» Input rows

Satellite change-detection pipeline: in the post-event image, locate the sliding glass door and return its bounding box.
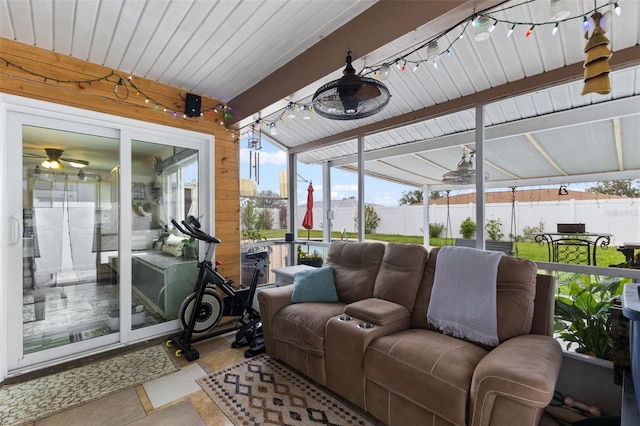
[0,97,213,372]
[22,124,120,354]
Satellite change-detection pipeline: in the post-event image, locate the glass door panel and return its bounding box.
[127,140,198,329]
[22,124,119,354]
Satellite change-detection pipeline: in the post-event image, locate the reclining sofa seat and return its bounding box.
[258,242,562,425]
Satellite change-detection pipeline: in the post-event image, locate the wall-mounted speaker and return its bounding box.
[184,93,202,117]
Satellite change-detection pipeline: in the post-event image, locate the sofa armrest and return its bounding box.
[344,298,411,325]
[258,286,293,324]
[257,285,293,358]
[469,334,562,426]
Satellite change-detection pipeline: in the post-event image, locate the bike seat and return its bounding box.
[242,250,269,259]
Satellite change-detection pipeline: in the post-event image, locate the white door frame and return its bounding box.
[0,94,215,381]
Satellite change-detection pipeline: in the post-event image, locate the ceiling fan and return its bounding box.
[442,147,476,185]
[24,148,89,170]
[312,51,391,120]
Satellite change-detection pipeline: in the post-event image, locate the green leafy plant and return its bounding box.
[429,223,444,238]
[353,204,380,234]
[484,219,504,241]
[182,237,198,259]
[460,217,476,240]
[554,274,629,360]
[297,246,323,266]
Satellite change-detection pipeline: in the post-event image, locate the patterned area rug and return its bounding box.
[198,355,374,426]
[0,345,178,426]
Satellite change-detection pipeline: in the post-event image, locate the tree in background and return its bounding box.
[278,203,287,229]
[353,204,380,234]
[587,179,640,198]
[256,189,282,209]
[240,200,258,230]
[399,189,422,206]
[257,209,274,229]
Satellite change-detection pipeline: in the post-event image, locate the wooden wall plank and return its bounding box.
[0,38,240,283]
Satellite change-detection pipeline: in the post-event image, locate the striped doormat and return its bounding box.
[0,345,179,426]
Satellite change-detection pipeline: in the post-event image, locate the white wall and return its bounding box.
[298,199,640,245]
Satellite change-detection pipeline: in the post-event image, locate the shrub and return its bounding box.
[484,219,504,241]
[429,223,444,238]
[554,274,629,360]
[460,217,476,240]
[256,209,274,229]
[353,204,380,234]
[522,219,544,241]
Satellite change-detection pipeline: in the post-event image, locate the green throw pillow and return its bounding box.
[291,266,338,303]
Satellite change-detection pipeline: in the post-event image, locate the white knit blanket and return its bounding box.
[427,246,504,346]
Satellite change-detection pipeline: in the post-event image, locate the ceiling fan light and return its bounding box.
[67,160,89,169]
[42,160,64,170]
[312,52,391,120]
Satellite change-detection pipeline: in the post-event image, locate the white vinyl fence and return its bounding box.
[297,199,640,245]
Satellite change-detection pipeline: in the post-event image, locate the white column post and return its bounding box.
[322,161,333,243]
[358,135,364,241]
[422,185,429,248]
[476,104,485,250]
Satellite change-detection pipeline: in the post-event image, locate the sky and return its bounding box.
[240,139,417,206]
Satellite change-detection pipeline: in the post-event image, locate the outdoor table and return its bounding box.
[533,232,613,265]
[618,243,640,269]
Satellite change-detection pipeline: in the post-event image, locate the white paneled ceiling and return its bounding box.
[0,0,640,189]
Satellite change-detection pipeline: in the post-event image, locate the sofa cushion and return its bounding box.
[373,243,428,312]
[291,266,338,303]
[411,248,537,343]
[271,303,344,357]
[327,241,385,303]
[364,329,487,425]
[344,299,409,325]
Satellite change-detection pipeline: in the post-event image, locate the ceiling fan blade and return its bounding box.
[60,157,89,166]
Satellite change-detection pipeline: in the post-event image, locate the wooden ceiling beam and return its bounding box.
[227,0,505,127]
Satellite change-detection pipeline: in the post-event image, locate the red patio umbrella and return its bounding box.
[302,184,313,239]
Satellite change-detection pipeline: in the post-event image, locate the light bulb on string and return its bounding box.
[379,62,390,81]
[524,25,535,38]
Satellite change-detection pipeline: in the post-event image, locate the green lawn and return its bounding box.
[261,229,625,266]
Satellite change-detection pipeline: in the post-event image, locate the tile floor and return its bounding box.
[29,334,246,426]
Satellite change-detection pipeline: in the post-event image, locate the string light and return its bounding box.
[246,0,620,135]
[0,57,231,120]
[524,25,535,38]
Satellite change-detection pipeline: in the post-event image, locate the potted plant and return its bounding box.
[182,237,198,259]
[554,274,629,360]
[298,246,324,268]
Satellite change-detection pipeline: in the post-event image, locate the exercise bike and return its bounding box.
[166,216,269,361]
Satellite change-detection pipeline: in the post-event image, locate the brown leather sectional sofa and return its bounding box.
[258,242,562,426]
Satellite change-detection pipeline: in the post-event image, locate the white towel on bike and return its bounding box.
[427,246,504,346]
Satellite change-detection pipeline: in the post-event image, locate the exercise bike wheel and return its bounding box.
[179,289,223,333]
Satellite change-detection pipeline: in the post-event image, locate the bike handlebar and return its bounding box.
[171,216,221,244]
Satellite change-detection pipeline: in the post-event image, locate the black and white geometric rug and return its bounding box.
[198,355,374,426]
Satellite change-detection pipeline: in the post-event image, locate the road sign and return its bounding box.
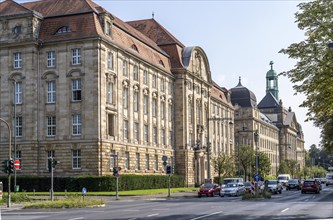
[254,175,260,182]
[14,160,21,170]
[82,187,87,196]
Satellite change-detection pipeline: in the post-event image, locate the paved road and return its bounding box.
[1,187,333,220]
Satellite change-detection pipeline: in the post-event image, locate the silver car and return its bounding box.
[267,180,282,194]
[220,183,245,197]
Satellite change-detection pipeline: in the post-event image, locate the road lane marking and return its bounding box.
[190,212,222,220]
[281,208,289,212]
[68,217,84,220]
[147,213,158,217]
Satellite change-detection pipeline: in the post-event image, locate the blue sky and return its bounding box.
[17,0,320,148]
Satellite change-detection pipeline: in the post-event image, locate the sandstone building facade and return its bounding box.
[0,0,235,186]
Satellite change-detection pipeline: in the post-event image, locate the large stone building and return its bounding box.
[230,62,304,178]
[0,0,234,186]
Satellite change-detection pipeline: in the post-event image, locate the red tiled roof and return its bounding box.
[127,19,185,47]
[0,0,32,16]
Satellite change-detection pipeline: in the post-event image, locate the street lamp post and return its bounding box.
[13,79,17,192]
[0,118,12,208]
[206,117,233,179]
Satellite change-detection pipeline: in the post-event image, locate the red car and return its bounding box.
[301,179,320,193]
[198,183,221,197]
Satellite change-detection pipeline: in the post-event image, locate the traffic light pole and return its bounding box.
[0,118,12,208]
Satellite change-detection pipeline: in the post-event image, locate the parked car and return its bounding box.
[325,172,333,186]
[301,179,320,193]
[267,180,282,194]
[222,178,243,188]
[198,183,221,197]
[277,174,291,186]
[286,179,301,190]
[220,183,245,197]
[244,182,252,192]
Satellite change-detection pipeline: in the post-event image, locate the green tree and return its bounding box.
[212,152,235,184]
[258,152,271,178]
[280,0,333,152]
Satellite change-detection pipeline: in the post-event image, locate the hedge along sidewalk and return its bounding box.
[19,187,198,196]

» Problem to solve
Give every line of the records above as a numbered list, leaving out blank lines and the pictures.

» Solution to the problem
1. Satellite change-detection pipeline: in the post-event image, locate the sliding glass door and return its bounding box.
2. [0,97,213,372]
3. [22,124,120,354]
4. Satellite change-detection pipeline: in the post-event image, locate the glass door panel and return its bounding box.
5. [127,140,198,329]
6. [22,124,119,354]
7. Satellite change-detection pipeline: in the post-event image, locate the reclining sofa seat and return its bounding box.
8. [258,242,562,425]
9. Satellite change-detection pipeline: in the post-event image, locate the wall-mounted speaker and return its bounding box.
10. [184,93,202,117]
11. Satellite change-detection pipeline: in the post-event image, locate the sofa armrest and return its bounding box.
12. [344,298,411,325]
13. [258,286,293,324]
14. [257,285,293,358]
15. [469,334,562,426]
16. Satellite change-detection pipeline: in the post-event image, locate the bike seat and return its bounding box.
17. [242,250,269,259]
18. Satellite change-detection pipeline: in the post-event image, locate the white door frame and return its bounding box.
19. [0,94,215,381]
20. Satellite change-detection pipeline: in the post-event image, locate the ceiling fan and return its bounding box.
21. [442,147,476,185]
22. [24,148,89,170]
23. [312,51,391,120]
24. Satellite change-detection pipeline: in the post-event image, locate the green leafy plant and return its bounding box.
25. [429,223,444,238]
26. [353,204,380,234]
27. [484,219,504,241]
28. [182,237,198,259]
29. [460,217,476,240]
30. [554,274,629,360]
31. [297,246,323,266]
32. Satellite change-detection pipeline: in the post-event image, locate the patterned area rug and return its bounding box.
33. [198,355,374,426]
34. [0,345,178,426]
35. Satellite change-detection pipeline: in the post-event image, locate the tree in background and return its bounding box.
36. [278,203,287,229]
37. [353,204,380,234]
38. [587,179,640,198]
39. [256,189,282,209]
40. [240,200,258,230]
41. [399,189,422,206]
42. [257,209,274,229]
43. Satellite change-detection pipeline: in the post-event image, locate the wooden wall plank and return its bounding box.
44. [0,38,240,283]
45. Satellite change-detection pipeline: in the post-event image, locate the striped doormat and return its bounding box.
46. [0,345,179,426]
47. Satellite change-detection pipeline: in the post-event image, locate the white wall and return its bounding box.
48. [298,199,640,245]
49. Satellite change-detection pipeline: in the post-event image, locate the shrub and return its bounding box.
50. [484,219,504,241]
51. [429,223,444,238]
52. [554,274,629,360]
53. [460,217,476,240]
54. [256,209,274,229]
55. [353,204,380,234]
56. [522,219,544,241]
57. Satellite change-detection pipeline: in the post-event image, locate the green throw pillow and return its bounding box.
58. [291,266,338,303]
59. Satellite change-detection pipeline: in the post-event image, locate the white knit blanket and return its bounding box.
60. [427,246,504,346]
61. Satellite change-detection pipeline: in the post-event image, locate the ceiling fan light and return its bounding box.
62. [67,160,89,169]
63. [42,160,64,170]
64. [312,52,391,120]
65. Satellite change-detection pipeline: in the post-event image, locate the white vinyl fence and return its bounding box.
66. [297,199,640,245]
67. Satellite change-detection pipeline: in the post-event image, locate the white column post and return its bounding box.
68. [322,161,333,243]
69. [358,135,364,241]
70. [422,185,429,248]
71. [476,104,485,250]
72. Satellite change-detection pipeline: in the post-event image, locate the sky and return its bounding box.
73. [240,139,417,206]
74. Satellite change-detection pipeline: in the post-event image, locate the outdoor table and return its bounding box.
75. [533,232,613,265]
76. [618,243,640,269]
77. Satellite change-detection pipeline: in the post-event image, locate the white paneled ceiling and return its bounding box.
78. [0,0,640,189]
79. Satellite change-detection pipeline: in the post-event image, locate the sofa cushion and return its bounding box.
80. [373,243,428,312]
81. [291,266,338,303]
82. [411,248,537,343]
83. [271,303,344,357]
84. [327,241,385,303]
85. [364,329,487,425]
86. [344,299,409,325]
87. Satellite change-detection pipeline: in the post-event image, locate the ceiling fan blade and return its bounding box.
88. [60,157,89,166]
89. Satellite change-detection pipeline: in the post-event image, locate the wooden ceiling beam and return its bounding box.
90. [227,0,505,127]
91. Satellite change-detection pipeline: in the post-event image, locate the red patio umbrella and return its bounding box.
92. [302,184,313,239]
93. Satellite change-detection pipeline: in the post-event image, locate the light bulb on string and return its bounding box.
94. [379,62,390,81]
95. [524,25,535,38]
96. Satellite change-detection pipeline: in the post-event image, locate the green lawn and return its bounding box.
97. [261,229,625,266]
98. Satellite change-detection pipeline: in the post-event image, locate the tile floor and return its bounding box.
99. [29,334,246,426]
100. Satellite change-detection pipeline: in the post-event image, locate the string light and return its bounding box.
101. [246,0,620,135]
102. [0,57,231,120]
103. [524,25,535,38]
104. Satellite change-detection pipeline: in the post-event image, locate the potted plant and return its bounding box.
105. [182,237,198,259]
106. [554,274,629,360]
107. [298,246,324,268]
108. Satellite change-detection pipeline: in the post-event image, locate the exercise bike and return its bounding box.
109. [166,216,269,361]
110. Satellite change-detection pipeline: in the post-event image, locate the brown leather sectional sofa and return its bounding box.
111. [258,242,562,426]
112. Satellite change-detection pipeline: in the post-event image, locate the white towel on bike and return its bounding box.
113. [427,246,504,346]
114. Satellite change-detection pipeline: in the post-event image, locate the exercise bike wheel and return its bounding box.
115. [179,289,223,333]
116. Satellite change-detection pipeline: in the post-event image, locate the bike handlebar and return its bounding box.
117. [171,216,221,244]
118. Satellite change-detection pipeline: in the post-event image, locate the black and white geometric rug and return its bounding box.
119. [198,355,374,426]
120. Satellite change-detection pipeline: in the post-event image, locate the road sign and return its bounding box.
121. [254,175,260,182]
122. [14,160,21,170]
123. [82,187,87,196]
124. Satellite change-detection pipeline: in the post-event image, locate the paved road and return its bounding box.
125. [1,187,333,220]
126. Satellite change-detection pipeline: in the post-event image, locate the silver car and return its bounding box.
127. [267,180,282,194]
128. [220,183,245,197]
129. Satellite change-detection pipeline: in the post-event image, locate the road lane marking and return its bounding box.
130. [190,212,222,220]
131. [281,208,289,212]
132. [68,217,84,220]
133. [147,213,158,217]
134. Satellite change-detection pipeline: in the post-event image, locate the blue sky and return its bounding box.
135. [17,0,320,148]
136. Satellite change-detection pipeline: in the post-event image, locate the sandstone building facade and return its bounding box.
137. [0,0,235,186]
138. Satellite change-detection pipeline: in the post-event image, locate the large stone building and return its bounding box.
139. [230,62,304,178]
140. [0,0,234,186]
141. Satellite change-detection pipeline: in the post-event image, locate the red tiled roof and return its bounding box.
142. [127,19,185,47]
143. [0,0,32,16]
144. Satellite change-detection pipeline: in the post-event image, locate the street lamp post and return its bounding box.
145. [13,79,17,192]
146. [0,118,12,208]
147. [206,117,233,179]
148. Satellite change-detection pipeline: in the post-event image, locate the red car and return its bounding box.
149. [301,179,320,193]
150. [198,183,221,197]
151. Satellite change-detection pipeline: in the post-event image, locate the traffic light pole and return its bounding box.
152. [0,118,12,208]
153. Satellite change-detection pipeline: in the post-event image, locate the parked car and return its bounding box.
154. [325,172,333,186]
155. [301,179,320,193]
156. [267,180,282,194]
157. [222,178,243,188]
158. [198,183,221,197]
159. [277,174,291,186]
160. [286,179,301,190]
161. [220,183,245,197]
162. [244,182,252,192]
163. Satellite change-detection pipeline: in the post-event image, locate the green tree and return its bounding box.
164. [212,152,235,184]
165. [258,152,271,178]
166. [280,0,333,152]
167. Satellite change-detection pipeline: in the post-event image, locate the hedge along sidewalk and return its bounding box.
168. [19,187,198,196]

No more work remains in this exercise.